● **EXCERPT TO READ**
## start

Another interesting phenomenon is when you hang a 1 lb or 2 lb shoalie and you have a 5-6 lber chasing the smaller fish all the way to you. I had this happen to me when I was wading up to my armpits occassionaly into areas over my head - makes for a much different sensation than being in a boat. I've also observed this from shore, fortunately my friend didn't see the behemoth that was  behind the 2 .5 lber, he might've cried instead of celebrated.

Unfortunately, I don't have the time to fish as much as I used to much less for shoal bass, and the areas I fish are getting hammered pretty hard. I too am going to try to get a few trips in before deer season.


----------



## Randy (Aug 19, 2014)

My largest so far also came in the fall:


----------



## Old Dead River (Aug 19, 2014)

Randy said:


> My largest so far also came in the fall:



I remember you posting this photo last year or whenever, that is hands down the longest shoal bass I have ever seen. great fish, Randy.

How long was it? didn't it weigh 7 lbs or more?

imagine if that fish was filled out?


----------



## fish hawk (Aug 20, 2014)

shoalietwo said:


> Caught in the fall ? Bet u there is a record in the flint somewhere ...



Fall........To me it's one of the best times to get you a trophy shoal bass!!!


----------



## Tmpr111 (Aug 20, 2014)

fish hawk said:


> Fall........To me it's one of the best times to get you a trophy shoal bass!!!

## end

● **GIVEN INFORMATION**
## start

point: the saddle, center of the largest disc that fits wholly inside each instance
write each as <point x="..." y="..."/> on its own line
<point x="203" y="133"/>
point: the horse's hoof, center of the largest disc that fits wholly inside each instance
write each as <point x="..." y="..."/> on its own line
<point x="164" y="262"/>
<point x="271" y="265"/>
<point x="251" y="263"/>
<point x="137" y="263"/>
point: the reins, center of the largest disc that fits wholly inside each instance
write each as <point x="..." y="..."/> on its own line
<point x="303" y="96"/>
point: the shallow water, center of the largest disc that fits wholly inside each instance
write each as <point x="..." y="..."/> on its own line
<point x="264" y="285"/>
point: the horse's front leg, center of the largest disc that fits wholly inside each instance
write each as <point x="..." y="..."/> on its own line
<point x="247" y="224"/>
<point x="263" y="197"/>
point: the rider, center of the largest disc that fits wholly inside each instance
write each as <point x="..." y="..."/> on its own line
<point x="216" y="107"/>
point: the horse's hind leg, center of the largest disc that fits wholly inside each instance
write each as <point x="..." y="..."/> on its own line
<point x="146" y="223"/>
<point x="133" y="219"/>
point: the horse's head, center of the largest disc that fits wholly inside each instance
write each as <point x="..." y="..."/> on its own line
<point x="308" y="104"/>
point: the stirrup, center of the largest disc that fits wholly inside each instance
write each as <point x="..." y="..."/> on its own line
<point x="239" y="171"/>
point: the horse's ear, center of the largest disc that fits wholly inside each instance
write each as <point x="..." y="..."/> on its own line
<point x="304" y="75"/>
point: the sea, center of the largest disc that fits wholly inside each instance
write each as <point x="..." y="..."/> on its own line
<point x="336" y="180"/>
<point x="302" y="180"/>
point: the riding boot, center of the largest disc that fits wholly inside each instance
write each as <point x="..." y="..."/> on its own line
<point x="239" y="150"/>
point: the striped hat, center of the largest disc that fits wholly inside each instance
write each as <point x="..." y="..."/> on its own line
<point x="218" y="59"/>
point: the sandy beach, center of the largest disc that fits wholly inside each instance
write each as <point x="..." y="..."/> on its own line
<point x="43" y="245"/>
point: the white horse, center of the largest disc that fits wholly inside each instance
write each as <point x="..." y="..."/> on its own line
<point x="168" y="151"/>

## end

● **LIST OF TASKS**
a) From the shoal bass forum thread, write out the passage from "## Old Dead" up to and including "was filled out?".
b) Carry the shoal bass forum thread forward from its last line.

● **RESPONSES TO THE TASKS**
a)
## Old Dead River (Aug 19, 2014)

Randy said:


> My largest so far also came in the fall:



I remember you posting this photo last year or whenever, that is hands down the longest shoal bass I have ever seen. great fish, Randy.

How long was it? didn't it weigh 7 lbs or more?

imagine if that fish was filled out?

b)
+1.... I used to hang my poles up in Sept/Oct and deer hunt -- but now I get excited for fall/winter fishing.  They're eating to get fat, and you have 75% less of the natural baits like frogs, bugs etc to compete against.


----------



## Randy (Aug 20, 2014)

Old Dead River said:


> I remember you posting this photo last year or whenever, that is hands down the longest shoal bass I have ever seen. great fish, Randy.
> 
> How long was it? didn't it weigh 7 lbs or more?
> 
> imagine if that fish was filled out?



7-4 just over 23".  Had I caught her in the spring I think sh would have had the record.


----------



## Old Dead River (Aug 20, 2014)

Randy said:


> 7-4 just over 23".  Had I caught her in the spring I think sh would have had the record.



Yes definitely would've bode for the state record.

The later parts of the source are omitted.